-- BEGIN EXERCISE MATERIALS --

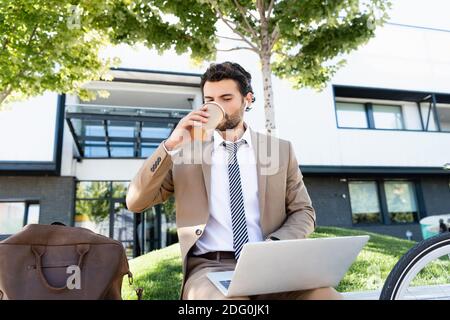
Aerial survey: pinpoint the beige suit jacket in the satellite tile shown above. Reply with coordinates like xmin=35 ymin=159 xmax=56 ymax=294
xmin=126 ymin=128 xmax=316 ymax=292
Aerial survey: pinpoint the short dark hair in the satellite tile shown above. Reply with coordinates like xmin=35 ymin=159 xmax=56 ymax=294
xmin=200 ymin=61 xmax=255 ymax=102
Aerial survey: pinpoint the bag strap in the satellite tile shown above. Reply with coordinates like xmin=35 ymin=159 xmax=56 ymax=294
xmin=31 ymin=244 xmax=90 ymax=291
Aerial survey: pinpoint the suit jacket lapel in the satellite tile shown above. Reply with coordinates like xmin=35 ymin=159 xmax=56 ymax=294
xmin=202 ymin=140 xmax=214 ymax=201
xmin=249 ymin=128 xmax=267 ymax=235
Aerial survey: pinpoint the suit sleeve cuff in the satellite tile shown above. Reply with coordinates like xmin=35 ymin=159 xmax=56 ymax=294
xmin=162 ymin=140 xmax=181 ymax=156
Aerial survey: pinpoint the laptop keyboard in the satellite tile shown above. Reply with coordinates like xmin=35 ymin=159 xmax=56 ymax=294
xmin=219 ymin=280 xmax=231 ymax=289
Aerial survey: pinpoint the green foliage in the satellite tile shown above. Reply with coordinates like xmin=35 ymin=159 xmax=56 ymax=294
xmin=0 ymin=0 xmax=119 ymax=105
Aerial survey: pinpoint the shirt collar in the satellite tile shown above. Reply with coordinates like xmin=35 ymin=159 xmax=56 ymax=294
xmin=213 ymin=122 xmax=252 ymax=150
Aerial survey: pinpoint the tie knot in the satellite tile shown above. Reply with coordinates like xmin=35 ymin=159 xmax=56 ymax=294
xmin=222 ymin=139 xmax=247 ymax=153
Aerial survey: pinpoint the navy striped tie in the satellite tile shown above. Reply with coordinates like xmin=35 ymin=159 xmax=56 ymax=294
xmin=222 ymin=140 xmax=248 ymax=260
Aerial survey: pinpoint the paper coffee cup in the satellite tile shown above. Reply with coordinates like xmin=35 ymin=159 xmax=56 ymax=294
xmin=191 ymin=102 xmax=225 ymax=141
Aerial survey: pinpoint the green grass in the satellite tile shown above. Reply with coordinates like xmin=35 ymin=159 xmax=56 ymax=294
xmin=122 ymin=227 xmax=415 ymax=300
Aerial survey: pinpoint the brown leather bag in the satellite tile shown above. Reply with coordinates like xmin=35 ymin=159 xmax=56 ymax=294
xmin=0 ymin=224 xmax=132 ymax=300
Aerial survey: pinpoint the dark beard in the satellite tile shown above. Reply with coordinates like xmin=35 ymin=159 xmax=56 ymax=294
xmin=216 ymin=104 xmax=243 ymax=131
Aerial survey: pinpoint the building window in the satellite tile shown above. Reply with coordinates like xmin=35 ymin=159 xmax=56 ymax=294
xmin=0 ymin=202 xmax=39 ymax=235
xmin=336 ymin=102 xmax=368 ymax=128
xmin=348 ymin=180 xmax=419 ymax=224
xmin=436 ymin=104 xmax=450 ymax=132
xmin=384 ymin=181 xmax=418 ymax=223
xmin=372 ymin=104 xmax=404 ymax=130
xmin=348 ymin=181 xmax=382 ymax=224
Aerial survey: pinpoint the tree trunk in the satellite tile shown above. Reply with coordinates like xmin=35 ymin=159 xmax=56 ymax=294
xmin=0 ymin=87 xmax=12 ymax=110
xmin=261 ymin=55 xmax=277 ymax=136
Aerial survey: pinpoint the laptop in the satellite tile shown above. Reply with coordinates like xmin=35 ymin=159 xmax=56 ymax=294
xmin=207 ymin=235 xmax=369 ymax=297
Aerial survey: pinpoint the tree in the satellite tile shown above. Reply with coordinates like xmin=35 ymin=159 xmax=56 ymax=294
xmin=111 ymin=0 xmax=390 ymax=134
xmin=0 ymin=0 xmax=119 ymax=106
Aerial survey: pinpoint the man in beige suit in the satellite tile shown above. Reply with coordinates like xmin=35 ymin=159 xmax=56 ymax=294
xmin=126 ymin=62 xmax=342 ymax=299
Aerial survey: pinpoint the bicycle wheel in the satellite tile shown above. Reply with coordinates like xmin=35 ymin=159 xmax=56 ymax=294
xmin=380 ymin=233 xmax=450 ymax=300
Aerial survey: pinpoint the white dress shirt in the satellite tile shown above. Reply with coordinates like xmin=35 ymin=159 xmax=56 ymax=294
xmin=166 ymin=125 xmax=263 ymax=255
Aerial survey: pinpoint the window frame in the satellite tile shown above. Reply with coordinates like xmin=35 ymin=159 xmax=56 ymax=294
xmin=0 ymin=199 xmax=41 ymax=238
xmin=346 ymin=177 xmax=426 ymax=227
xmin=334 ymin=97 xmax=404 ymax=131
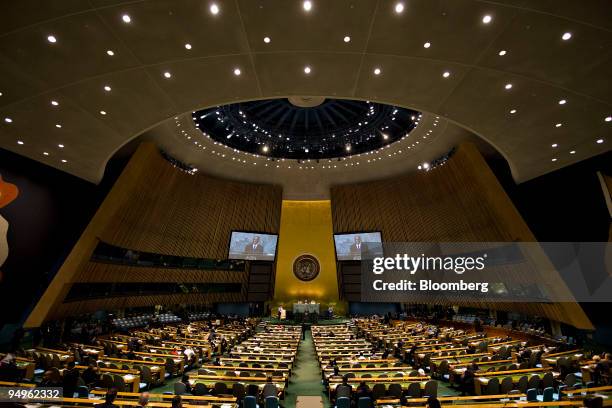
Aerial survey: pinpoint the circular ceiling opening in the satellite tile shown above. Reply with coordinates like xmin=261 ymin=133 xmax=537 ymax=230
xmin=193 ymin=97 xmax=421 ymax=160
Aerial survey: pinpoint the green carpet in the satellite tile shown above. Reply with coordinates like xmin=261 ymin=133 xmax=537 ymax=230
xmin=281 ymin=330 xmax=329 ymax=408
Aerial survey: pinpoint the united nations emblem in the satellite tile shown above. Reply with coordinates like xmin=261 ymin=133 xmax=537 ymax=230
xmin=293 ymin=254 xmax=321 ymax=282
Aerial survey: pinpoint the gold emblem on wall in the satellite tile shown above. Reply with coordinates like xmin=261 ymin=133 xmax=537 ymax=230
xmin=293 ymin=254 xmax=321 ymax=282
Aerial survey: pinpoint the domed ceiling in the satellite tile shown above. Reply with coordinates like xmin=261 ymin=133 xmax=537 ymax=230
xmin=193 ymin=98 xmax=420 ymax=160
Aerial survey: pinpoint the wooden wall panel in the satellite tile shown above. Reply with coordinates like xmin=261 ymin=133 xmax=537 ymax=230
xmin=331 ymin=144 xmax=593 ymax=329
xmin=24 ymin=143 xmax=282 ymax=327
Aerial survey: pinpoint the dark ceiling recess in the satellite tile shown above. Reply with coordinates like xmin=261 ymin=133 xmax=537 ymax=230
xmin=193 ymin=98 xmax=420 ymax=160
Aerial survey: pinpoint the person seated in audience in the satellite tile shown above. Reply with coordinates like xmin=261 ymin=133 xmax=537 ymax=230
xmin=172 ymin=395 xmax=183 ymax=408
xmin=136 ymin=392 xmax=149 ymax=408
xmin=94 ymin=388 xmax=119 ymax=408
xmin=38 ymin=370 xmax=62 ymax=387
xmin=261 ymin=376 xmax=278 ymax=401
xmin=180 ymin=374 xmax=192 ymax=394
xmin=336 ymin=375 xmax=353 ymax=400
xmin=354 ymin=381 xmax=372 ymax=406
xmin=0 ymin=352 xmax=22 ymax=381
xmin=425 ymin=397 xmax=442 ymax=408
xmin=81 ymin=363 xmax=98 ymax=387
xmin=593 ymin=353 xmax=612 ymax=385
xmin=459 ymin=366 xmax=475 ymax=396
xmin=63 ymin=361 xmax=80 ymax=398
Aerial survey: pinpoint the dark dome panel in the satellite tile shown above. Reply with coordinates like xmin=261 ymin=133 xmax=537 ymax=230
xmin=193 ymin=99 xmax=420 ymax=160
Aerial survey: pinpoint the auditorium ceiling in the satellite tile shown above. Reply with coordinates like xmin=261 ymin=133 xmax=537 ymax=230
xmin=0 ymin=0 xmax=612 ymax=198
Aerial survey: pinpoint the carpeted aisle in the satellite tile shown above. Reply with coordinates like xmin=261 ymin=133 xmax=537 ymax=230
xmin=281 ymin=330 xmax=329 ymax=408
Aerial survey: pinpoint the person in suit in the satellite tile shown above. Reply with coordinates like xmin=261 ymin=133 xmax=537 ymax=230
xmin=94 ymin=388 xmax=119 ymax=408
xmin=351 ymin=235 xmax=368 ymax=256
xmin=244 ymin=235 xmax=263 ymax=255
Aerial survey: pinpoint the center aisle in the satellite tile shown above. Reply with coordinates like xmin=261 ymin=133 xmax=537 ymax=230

-- END EXERCISE MATERIALS --

Rewrite the listing from its beginning through the line containing "xmin=200 ymin=61 xmax=255 ymax=102", inclusive, keeping the requests and raising each coordinate in the answers by 22. Omit the pictures.

RIGHT ANSWER:
Aerial survey: pinpoint the beige suit jacket in the satellite tile shown above. Reply with coordinates like xmin=35 ymin=159 xmax=56 ymax=294
xmin=148 ymin=150 xmax=338 ymax=314
Aerial survey: pinpoint the short dark hair in the satellite tile shown above. Reply with coordinates like xmin=35 ymin=159 xmax=56 ymax=294
xmin=222 ymin=83 xmax=277 ymax=124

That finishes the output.